◆ DATA RECORDS ◆
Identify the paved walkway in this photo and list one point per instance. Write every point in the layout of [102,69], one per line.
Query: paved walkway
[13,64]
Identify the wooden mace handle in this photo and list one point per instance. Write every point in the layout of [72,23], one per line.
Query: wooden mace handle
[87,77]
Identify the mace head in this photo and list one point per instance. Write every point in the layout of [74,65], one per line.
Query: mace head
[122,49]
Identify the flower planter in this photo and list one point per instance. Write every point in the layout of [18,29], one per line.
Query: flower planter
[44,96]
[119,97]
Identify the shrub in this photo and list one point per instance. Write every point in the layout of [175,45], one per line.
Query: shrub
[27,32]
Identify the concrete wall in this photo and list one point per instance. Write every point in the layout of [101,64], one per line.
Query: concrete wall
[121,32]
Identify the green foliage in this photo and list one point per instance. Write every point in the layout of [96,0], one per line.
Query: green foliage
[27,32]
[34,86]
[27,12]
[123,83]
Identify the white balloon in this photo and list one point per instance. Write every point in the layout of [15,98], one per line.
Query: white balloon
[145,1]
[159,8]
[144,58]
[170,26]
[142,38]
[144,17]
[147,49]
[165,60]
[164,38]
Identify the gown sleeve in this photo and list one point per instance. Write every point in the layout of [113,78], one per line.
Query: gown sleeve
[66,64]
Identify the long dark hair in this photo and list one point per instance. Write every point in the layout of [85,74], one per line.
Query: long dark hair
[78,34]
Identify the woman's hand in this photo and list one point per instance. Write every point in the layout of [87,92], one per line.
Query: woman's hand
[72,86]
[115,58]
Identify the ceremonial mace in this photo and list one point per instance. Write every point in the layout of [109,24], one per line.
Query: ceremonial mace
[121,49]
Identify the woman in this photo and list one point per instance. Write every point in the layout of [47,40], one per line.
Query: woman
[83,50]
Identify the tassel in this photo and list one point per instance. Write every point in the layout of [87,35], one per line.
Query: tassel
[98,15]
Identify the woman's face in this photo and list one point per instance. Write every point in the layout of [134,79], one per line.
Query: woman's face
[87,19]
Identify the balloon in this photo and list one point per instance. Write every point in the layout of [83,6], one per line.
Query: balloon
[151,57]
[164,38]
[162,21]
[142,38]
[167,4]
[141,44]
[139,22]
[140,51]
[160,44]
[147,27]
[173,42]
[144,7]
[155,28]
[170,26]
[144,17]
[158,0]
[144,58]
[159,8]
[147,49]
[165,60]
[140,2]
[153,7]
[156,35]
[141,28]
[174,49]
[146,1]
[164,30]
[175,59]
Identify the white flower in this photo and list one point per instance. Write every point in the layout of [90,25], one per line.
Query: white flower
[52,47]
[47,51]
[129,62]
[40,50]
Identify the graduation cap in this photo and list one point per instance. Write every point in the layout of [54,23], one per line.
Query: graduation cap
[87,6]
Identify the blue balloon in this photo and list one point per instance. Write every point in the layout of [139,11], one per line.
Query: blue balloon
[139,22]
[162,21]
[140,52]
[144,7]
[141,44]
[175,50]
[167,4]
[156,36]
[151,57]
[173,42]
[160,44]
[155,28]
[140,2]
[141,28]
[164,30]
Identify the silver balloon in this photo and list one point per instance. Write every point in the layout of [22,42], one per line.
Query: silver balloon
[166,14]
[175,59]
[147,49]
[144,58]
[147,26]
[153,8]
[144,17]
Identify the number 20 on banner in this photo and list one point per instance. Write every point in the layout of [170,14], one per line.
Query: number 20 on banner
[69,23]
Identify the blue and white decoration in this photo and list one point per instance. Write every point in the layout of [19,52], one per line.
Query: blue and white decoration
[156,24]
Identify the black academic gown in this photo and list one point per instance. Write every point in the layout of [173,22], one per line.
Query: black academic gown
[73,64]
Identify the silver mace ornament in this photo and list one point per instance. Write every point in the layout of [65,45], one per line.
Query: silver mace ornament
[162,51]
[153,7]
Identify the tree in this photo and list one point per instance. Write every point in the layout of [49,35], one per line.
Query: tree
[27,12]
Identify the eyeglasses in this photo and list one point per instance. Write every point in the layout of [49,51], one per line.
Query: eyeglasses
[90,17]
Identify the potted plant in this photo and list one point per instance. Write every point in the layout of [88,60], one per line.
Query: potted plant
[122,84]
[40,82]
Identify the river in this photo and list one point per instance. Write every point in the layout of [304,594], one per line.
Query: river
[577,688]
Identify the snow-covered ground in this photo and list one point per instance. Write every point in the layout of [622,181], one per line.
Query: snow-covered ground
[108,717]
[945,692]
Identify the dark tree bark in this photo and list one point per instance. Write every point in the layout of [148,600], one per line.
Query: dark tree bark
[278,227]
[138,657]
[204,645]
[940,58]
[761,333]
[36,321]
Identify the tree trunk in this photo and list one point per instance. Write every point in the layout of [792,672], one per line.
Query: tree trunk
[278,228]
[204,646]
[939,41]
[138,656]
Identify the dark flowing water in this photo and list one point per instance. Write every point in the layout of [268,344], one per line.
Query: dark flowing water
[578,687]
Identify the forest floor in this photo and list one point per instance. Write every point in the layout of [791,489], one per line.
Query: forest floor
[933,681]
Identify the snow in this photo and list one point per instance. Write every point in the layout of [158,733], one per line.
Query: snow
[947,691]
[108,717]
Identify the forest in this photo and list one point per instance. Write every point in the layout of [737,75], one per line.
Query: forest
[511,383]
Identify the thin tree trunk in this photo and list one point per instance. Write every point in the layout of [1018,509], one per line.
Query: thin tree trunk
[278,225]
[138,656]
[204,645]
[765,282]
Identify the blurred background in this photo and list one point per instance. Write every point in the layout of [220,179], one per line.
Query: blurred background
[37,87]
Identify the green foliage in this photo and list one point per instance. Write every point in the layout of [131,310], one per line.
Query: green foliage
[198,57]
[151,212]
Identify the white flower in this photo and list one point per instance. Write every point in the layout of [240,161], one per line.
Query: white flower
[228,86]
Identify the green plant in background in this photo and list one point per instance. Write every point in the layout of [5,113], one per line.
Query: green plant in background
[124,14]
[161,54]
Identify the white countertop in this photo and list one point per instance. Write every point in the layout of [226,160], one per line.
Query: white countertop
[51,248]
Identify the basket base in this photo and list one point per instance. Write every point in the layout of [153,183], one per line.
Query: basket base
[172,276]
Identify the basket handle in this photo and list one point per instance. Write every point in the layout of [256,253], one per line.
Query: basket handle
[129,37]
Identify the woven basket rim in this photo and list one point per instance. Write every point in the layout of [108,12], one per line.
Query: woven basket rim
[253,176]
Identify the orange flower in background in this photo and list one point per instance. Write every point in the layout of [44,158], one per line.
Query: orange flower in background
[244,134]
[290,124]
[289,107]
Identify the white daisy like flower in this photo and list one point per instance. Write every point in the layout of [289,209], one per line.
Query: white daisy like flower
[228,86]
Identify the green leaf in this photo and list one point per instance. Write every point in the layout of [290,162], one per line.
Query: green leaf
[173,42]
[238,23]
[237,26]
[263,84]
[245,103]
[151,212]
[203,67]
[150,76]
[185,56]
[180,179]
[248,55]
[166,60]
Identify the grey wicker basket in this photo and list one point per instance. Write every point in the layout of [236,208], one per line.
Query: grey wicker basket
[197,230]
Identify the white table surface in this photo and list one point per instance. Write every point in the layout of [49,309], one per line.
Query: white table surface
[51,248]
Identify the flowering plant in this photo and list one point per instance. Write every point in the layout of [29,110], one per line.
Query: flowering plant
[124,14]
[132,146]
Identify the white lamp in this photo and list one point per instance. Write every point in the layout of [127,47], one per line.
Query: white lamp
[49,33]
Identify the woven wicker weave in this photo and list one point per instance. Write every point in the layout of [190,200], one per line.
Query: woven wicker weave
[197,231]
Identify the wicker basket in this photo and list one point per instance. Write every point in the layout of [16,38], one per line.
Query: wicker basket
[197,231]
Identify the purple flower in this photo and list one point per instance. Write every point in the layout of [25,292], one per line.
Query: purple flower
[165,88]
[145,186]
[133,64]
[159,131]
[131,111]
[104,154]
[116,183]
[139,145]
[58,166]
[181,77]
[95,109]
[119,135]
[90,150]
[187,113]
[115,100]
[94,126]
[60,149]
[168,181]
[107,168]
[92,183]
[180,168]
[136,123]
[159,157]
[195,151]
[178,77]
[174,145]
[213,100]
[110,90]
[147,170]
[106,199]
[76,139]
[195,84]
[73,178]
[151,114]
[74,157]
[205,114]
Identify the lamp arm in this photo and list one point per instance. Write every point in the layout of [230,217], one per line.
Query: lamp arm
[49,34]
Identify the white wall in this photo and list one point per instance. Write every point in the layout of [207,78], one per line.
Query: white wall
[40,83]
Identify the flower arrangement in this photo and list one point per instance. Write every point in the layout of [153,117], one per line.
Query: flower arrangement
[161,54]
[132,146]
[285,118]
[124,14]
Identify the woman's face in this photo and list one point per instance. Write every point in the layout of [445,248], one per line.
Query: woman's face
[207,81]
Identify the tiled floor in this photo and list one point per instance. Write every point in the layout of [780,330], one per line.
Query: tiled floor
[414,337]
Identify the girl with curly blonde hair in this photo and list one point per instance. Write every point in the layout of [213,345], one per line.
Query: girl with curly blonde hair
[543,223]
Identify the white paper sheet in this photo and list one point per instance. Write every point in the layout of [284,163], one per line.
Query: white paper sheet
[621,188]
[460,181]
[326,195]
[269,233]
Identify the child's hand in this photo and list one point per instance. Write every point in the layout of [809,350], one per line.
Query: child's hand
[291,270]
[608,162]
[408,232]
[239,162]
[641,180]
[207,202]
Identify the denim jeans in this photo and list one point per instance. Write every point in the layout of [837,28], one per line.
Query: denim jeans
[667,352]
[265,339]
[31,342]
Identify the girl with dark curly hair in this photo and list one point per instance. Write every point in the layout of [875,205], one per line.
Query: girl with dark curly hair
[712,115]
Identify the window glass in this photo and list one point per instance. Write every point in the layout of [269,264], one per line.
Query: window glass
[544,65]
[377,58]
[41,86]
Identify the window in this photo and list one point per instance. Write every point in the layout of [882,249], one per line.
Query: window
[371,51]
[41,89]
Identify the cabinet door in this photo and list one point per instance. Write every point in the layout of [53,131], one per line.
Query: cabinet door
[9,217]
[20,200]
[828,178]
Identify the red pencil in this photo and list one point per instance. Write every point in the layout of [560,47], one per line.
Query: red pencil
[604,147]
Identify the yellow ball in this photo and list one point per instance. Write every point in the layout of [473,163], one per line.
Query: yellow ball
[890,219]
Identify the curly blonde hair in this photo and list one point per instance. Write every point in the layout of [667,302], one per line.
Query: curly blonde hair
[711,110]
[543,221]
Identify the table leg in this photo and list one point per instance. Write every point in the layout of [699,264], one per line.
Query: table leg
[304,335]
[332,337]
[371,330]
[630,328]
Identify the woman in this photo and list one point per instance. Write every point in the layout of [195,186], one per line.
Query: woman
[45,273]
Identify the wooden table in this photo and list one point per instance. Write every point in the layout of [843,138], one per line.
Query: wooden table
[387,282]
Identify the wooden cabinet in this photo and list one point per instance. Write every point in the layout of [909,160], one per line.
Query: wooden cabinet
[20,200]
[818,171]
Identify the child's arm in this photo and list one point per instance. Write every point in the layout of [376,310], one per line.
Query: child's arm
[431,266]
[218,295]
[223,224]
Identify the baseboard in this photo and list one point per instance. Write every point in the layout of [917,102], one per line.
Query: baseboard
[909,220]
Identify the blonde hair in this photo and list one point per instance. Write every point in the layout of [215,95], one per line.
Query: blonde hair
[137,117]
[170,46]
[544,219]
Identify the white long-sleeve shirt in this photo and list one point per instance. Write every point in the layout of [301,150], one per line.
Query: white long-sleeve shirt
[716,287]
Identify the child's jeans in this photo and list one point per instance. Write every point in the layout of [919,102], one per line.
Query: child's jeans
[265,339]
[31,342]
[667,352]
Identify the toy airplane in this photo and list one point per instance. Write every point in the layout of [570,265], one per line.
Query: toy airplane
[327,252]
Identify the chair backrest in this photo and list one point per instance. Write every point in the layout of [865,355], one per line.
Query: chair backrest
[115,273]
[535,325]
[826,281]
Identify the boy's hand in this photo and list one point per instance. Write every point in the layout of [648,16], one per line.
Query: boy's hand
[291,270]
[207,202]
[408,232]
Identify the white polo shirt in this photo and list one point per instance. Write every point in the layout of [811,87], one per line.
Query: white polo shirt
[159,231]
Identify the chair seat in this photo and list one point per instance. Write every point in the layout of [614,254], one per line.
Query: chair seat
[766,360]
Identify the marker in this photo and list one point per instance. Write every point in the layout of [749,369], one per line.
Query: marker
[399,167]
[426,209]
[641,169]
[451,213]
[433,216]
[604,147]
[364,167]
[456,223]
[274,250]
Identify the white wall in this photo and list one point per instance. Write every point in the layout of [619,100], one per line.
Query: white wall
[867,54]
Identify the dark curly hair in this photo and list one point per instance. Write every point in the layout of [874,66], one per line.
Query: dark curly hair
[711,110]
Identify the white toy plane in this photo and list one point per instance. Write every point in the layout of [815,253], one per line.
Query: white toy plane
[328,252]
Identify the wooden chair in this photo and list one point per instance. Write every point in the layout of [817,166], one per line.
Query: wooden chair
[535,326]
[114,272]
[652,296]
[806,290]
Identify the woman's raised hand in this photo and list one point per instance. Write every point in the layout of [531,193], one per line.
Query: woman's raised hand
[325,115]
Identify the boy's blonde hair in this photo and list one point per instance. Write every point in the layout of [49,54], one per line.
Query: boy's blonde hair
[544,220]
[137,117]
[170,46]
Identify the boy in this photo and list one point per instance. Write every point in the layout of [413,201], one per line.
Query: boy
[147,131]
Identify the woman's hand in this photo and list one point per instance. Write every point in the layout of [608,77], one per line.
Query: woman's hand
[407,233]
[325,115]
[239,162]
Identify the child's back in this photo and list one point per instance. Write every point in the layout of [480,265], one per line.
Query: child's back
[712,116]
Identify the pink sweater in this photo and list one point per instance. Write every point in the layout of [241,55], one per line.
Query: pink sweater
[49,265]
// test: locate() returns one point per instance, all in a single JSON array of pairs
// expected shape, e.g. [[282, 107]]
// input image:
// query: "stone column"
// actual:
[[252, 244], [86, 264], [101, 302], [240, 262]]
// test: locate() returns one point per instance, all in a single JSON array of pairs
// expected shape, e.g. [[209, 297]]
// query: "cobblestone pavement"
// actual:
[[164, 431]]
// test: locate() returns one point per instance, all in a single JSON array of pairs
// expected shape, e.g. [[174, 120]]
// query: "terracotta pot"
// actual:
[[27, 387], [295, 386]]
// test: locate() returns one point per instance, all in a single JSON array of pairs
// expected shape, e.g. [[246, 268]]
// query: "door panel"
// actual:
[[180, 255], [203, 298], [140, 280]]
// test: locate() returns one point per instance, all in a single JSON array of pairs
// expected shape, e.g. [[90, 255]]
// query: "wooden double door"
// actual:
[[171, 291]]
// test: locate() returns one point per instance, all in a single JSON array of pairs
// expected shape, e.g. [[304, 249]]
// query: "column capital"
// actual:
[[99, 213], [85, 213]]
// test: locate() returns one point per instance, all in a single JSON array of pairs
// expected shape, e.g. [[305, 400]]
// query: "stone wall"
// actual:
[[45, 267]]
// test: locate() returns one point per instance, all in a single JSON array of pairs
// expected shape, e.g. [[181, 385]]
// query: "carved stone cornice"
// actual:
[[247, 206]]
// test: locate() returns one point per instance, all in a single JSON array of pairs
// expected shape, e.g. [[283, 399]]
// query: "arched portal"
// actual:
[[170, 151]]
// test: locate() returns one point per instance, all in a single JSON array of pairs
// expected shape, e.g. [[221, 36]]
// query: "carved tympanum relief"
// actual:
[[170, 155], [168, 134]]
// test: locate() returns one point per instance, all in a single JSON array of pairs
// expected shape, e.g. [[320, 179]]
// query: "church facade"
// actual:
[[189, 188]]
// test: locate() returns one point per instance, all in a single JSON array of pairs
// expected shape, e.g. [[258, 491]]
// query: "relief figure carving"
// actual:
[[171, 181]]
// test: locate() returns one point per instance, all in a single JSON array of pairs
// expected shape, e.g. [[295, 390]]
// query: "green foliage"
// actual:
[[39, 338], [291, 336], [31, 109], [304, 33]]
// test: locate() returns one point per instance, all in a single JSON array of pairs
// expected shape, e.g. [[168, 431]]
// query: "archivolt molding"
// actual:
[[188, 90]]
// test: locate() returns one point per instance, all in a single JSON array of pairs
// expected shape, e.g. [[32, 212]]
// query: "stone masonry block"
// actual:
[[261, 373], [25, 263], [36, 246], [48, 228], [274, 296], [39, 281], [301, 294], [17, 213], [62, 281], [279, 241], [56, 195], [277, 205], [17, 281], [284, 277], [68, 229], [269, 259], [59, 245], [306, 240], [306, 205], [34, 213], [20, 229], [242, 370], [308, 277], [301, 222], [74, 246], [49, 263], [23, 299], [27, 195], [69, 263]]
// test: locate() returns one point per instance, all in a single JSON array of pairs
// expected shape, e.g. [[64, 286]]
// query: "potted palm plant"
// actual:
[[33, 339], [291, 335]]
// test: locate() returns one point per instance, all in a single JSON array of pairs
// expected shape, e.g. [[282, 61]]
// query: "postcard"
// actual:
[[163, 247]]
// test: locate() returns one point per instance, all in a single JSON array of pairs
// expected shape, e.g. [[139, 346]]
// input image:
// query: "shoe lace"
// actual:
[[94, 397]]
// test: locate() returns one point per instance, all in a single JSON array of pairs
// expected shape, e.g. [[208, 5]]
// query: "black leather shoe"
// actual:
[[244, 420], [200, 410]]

◆ ASSIGNED TASK ◆
Among the lines above, find those holding "column" and copy each one.

◆ RESPONSE ◆
// query: "stone column"
// query: "column capital"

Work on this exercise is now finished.